▸ **Your goal**
From the passage on small-business leadership, extract the portion that begins with the words "This is something" and ends after "you are scared.". Copy it word for word.

▸ **Quoted passage**
In Louisiana, where I live, businesses of every kind began to adapt to the pandemic immediately. I remember hearing about the new restrictions and the next day a local Chinese restaurant created a plexiglass solution, so no contact could be made between people while still enabling the restaurant owners to serve food. This ingenuity and inventiveness are what it means to be agile.

Innovation and agility go hand-in-hand. If you’re told no, you have to go and find a way to gain a yes. You must think outside of the box sometimes to enable your business to succeed. Just because you’ve done one thing a certain way doesn’t mean you can’t change. Being innovative and agile is all about recognising new opportunities and chasing after them.

Agility requires resilience. You must be able to evolve because those that don’t become extinct. Agility gives you the ability to navigate the forests, the woods, and the jungles of life and business ownership. Agility is what ensures business survival. While it’s easier said than done, at the end of the day, you will find the future is bright if you decide to be adaptive.

Courage
To be both resilient and agile, you need to be courageous. It isn’t easy to understand and recognise a problem and then go after finding a solution, especially when you’re a small to medium-sized business owner. Doubts and uncertainty can overwhelm even the most high-level business executives – especially when your business is your passion. It can be difficult to make seemingly risky decisions if it’s difficult to perceive how it’ll help you in the future.

Working as a General in the Army Reserves, I saw courage being performed every day. But sometimes the most courageous act I would see was someone realising there’s a problem, trying to tackle it, and then getting it wrong. They would usually expect me to get mad but really, I was impressed. That’s because they had the tenacity and bravery to try and solve a problem themselves and while it didn’t turn out right, they would always keep trying.

This is something that every SME business leader should understand. Being courageous is about trying something, getting it wrong and then trying again. The worst thing you can do as a leader is to simply give up because you are scared.

Energy
While my three key ingredients, resilience, agility, and courage, are critical for business success, I also believe that protecting your energy and looking after yourself is just as important. Being a small to medium-sized business owner can sap your energy and force you to adopt unhealthy habits. But I want to tell you that your health is the most important thing, and you must take care of it.

You have to take quiet time as a business owner. Taking care of your physical and mental health should be a priority just as much as your business ambitions. You can’t have one without the other. Celebrate the small wins and focus on the positives when you can. Sometimes it can be easy to get lost in everything that isn’t quite right or is going wrong, and while these are important to acknowledge, they can also cause unnecessary stress.

When I was in the military there was a saying, “We do more by 9 am than anyone else in the world” – and it was true. Waking up early, exercising and sticking to a regimented routine meant both our success individually and as a unit. I continue to live by these principles today. While I’m not saying everyone should wake up at 4 am and work out as I do, I do believe that everyone gets more done in the morning than they’ll ever do in the evening. Being a successful SME business owner is about recognising where you put your energy and when you’re most energetic. It’s about understanding yourself and aligning your actions with your business goals.

From my experience as a Brigadier General in the United States Army Reserves and as a CEO of two small to medium-sized businesses, I know it’s important to align your lifestyle with your personal and business ambitions. If you acknowledge and create a life around the three key ingredients to business success, resilience, agility, and courage, I know that your business will be set up for long-term success. Each day, you must choose to work hard, be brave, and never default to giving up. Ask yourself this question: What actions can you change, right now, to gain greater success?

▸ **Data supplied**
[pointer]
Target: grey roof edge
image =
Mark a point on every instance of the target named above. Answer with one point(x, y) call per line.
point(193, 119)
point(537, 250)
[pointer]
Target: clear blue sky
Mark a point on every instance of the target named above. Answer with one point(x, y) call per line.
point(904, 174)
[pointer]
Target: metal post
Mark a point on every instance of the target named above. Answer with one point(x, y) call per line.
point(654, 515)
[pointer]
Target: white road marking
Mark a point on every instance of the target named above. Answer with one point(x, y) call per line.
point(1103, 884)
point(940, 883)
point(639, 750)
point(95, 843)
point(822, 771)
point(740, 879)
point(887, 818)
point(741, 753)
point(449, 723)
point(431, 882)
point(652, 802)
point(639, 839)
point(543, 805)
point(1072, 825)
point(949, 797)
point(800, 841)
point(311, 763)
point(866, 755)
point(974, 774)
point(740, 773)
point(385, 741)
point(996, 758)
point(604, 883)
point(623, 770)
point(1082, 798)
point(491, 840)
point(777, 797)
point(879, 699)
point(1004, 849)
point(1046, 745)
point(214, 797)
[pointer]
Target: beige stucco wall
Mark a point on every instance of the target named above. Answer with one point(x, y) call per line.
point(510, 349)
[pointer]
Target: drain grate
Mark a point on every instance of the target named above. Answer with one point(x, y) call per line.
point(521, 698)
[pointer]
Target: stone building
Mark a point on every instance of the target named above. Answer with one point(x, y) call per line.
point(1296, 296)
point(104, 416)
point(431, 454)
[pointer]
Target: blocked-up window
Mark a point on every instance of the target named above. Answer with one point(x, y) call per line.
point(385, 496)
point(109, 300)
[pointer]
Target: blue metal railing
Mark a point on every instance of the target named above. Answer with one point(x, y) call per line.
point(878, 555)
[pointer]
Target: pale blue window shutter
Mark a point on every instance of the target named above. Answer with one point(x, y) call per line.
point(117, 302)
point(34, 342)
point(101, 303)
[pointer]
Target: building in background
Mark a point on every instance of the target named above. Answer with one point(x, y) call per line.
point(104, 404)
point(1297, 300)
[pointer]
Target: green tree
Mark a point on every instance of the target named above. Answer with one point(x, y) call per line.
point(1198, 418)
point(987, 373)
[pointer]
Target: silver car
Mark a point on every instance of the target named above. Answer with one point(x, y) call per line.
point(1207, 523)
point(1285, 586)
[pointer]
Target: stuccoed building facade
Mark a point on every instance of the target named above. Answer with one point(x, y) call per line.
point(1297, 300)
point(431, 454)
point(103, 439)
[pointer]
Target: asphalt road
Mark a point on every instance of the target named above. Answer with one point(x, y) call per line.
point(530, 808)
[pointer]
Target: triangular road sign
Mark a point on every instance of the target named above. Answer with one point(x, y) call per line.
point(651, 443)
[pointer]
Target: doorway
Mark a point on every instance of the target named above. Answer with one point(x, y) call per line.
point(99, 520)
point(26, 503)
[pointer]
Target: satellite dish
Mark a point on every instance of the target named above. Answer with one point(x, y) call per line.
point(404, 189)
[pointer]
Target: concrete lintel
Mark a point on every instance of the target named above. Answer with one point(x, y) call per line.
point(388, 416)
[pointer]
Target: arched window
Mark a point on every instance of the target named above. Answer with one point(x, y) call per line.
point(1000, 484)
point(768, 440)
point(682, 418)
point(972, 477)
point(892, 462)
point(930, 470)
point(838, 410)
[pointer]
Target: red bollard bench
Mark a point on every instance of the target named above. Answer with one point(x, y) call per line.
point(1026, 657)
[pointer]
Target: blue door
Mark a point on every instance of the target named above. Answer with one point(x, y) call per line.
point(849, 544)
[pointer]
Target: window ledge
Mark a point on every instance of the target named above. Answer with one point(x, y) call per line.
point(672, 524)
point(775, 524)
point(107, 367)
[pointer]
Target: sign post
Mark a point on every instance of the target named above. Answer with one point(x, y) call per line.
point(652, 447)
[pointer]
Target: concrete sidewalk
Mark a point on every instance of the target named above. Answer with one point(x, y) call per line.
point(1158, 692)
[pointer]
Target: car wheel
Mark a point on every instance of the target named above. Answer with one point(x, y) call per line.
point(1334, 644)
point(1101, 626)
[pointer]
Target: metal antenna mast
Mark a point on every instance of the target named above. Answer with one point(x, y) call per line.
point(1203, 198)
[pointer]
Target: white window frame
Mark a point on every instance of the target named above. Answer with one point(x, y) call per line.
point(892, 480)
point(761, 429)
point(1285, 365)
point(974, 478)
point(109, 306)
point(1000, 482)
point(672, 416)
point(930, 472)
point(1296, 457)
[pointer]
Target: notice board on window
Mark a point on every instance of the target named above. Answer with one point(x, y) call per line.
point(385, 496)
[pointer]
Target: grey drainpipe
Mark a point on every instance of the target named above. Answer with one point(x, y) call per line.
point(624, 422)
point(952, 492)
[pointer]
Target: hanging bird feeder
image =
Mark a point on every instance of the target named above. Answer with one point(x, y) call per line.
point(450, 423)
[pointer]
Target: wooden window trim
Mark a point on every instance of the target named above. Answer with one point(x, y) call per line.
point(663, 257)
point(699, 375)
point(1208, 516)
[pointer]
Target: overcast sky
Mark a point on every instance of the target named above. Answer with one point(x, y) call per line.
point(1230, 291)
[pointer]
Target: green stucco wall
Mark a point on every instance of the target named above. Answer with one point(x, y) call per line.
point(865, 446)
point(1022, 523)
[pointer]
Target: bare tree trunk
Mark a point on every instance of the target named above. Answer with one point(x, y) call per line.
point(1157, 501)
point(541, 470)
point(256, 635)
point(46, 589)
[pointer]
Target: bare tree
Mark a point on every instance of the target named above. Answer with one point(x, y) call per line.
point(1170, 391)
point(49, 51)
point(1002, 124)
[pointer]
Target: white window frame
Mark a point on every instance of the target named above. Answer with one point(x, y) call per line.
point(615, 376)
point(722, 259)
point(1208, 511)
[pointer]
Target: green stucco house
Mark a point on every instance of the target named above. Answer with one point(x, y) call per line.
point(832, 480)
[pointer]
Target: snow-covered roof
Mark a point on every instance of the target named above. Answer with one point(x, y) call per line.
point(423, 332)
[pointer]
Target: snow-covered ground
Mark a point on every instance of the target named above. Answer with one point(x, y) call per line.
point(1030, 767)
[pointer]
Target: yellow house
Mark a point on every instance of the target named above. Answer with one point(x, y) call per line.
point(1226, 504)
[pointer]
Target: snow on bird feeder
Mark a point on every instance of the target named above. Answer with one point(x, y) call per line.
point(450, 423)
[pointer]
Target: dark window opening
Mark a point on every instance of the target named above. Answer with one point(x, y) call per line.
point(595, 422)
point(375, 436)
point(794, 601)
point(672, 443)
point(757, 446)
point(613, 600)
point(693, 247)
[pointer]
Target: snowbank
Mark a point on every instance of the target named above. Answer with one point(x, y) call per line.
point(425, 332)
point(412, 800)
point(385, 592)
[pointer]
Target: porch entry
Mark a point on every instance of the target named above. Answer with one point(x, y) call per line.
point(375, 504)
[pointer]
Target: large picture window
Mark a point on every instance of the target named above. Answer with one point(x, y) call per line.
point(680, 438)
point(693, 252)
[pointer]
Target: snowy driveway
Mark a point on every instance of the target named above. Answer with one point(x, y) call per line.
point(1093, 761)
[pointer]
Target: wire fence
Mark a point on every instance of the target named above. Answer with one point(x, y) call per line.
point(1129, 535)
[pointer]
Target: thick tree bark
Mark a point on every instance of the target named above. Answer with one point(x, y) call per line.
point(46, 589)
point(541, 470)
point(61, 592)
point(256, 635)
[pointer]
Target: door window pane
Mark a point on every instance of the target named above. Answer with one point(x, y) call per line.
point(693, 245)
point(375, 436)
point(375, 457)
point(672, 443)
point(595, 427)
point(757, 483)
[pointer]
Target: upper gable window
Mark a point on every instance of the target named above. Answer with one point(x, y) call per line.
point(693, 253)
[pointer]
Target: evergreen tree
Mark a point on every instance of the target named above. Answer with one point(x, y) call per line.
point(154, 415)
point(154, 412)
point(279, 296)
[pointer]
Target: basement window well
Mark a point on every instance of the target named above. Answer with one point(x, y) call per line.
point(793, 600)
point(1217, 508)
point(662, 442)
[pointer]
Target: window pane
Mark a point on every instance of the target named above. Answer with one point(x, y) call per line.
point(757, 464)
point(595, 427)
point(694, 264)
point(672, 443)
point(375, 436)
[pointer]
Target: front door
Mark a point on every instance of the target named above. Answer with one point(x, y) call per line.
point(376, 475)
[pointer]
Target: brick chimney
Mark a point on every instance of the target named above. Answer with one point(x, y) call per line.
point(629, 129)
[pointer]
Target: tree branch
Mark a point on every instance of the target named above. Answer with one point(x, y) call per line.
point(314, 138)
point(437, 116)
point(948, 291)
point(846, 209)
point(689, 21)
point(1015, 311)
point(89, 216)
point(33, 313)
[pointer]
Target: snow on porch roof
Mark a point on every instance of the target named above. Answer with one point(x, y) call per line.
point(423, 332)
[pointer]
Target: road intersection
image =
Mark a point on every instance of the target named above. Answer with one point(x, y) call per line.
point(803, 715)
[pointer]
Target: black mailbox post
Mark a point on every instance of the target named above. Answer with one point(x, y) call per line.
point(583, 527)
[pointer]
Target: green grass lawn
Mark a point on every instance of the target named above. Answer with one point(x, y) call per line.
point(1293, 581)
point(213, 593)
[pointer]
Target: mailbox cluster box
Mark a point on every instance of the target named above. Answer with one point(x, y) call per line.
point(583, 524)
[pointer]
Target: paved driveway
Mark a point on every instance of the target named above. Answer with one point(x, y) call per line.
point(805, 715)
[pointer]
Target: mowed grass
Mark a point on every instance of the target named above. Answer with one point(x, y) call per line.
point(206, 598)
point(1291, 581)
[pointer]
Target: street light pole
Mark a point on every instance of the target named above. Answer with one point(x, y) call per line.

▸ **Exercise result**
This is something that every SME business leader should understand. Being courageous is about trying something, getting it wrong and then trying again. The worst thing you can do as a leader is to simply give up because you are scared.